OPDRACHTEN:
- 1) Vat het paginafragment samen in twee zinnen.
- 2) Noem alle datums en alle kenmerknummers die in het paginafragment voorkomen.
- 3) Neem de passage uit het paginafragment van "Aan de Koning" tot en met "nota van toelichting." letterlijk over.

PAGINAFRAGMENT:
Ik moge U hierbij het gewijzigde ontwerpbesluit en de gewijzigde nota van toelichting doen toekomen en U verzoeken overeenkomstig dit ontwerp te besluiten.

De Minister van Financiën, W.B. Hoekstra.

Advies Raad van State

No. W06.19.0018/III

’s-Gravenhage, 6 februari 2019

Aan de Koning

Bij Kabinetsmissive van 16 januari 2019, no.2019000054, heeft Uwe Majesteit, op voordracht van de Minister van Financiën, bij de Afdeling advisering van de Raad van State ter overweging aanhangig gemaakt het ontwerpbesluit tot wijziging van het Besluit toezicht accountantsorganisaties, houdende de aanwijzing van organisaties van openbaar belang als bedoeld in artikel 1, eerste lid, onder l, onder 5°, van de Wet toezicht accountantsorganisaties, met nota van toelichting.

Een reeks gegevens:

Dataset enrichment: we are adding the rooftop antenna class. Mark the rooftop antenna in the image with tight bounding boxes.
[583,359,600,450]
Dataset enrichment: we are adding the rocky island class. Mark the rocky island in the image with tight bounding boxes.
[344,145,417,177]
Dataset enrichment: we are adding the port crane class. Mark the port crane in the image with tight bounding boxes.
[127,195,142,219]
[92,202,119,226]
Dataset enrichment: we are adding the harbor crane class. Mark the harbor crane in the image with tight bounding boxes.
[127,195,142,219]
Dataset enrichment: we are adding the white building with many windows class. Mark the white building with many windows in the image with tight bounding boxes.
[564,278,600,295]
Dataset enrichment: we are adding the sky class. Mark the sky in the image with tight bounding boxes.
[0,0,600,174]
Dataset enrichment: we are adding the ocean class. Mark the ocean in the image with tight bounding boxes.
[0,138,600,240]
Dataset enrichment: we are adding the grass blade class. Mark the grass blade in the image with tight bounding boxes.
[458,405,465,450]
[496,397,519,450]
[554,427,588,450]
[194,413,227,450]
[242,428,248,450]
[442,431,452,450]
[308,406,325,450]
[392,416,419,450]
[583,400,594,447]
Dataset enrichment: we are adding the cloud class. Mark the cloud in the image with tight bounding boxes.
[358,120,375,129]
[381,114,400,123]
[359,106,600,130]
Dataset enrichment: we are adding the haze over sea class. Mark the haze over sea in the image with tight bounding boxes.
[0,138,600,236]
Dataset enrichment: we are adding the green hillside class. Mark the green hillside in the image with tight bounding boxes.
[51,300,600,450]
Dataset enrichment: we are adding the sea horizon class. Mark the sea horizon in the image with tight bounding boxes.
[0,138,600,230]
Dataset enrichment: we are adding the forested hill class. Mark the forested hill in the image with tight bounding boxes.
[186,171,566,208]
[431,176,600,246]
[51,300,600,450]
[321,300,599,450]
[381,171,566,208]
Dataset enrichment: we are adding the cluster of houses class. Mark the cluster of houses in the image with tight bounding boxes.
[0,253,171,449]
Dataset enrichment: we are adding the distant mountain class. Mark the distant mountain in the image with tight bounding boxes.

UITWERKINGEN PER OPDRACHT:
- 1) De Minister van Financiën, W.B. Hoekstra, zendt het gewijzigde ontwerpbesluit en de gewijzigde nota van toelichting toe met het verzoek overeenkomstig dit ontwerp te besluiten. In het advies van de Raad van State van 6 februari 2019 staat dat het ontwerpbesluit tot wijziging van het Besluit toezicht accountantsorganisaties bij Kabinetsmissive van 16 januari 2019, op voordracht van de Minister van Financiën, aan de Afdeling advisering ter overweging is voorgelegd.

- 2)
Datums:
- 6 februari 2019
- 16 januari 2019

Kenmerknummers:
- W06.19.0018/III
- 2019000054

- 3)
Aan de Koning

Bij Kabinetsmissive van 16 januari 2019, no.2019000054, heeft Uwe Majesteit, op voordracht van de Minister van Financiën, bij de Afdeling advisering van de Raad van State ter overweging aanhangig gemaakt het ontwerpbesluit tot wijziging van het Besluit toezicht accountantsorganisaties, houdende de aanwijzing van organisaties van openbaar belang als bedoeld in artikel 1, eerste lid, onder l, onder 5°, van de Wet toezicht accountantsorganisaties, met nota van toelichting.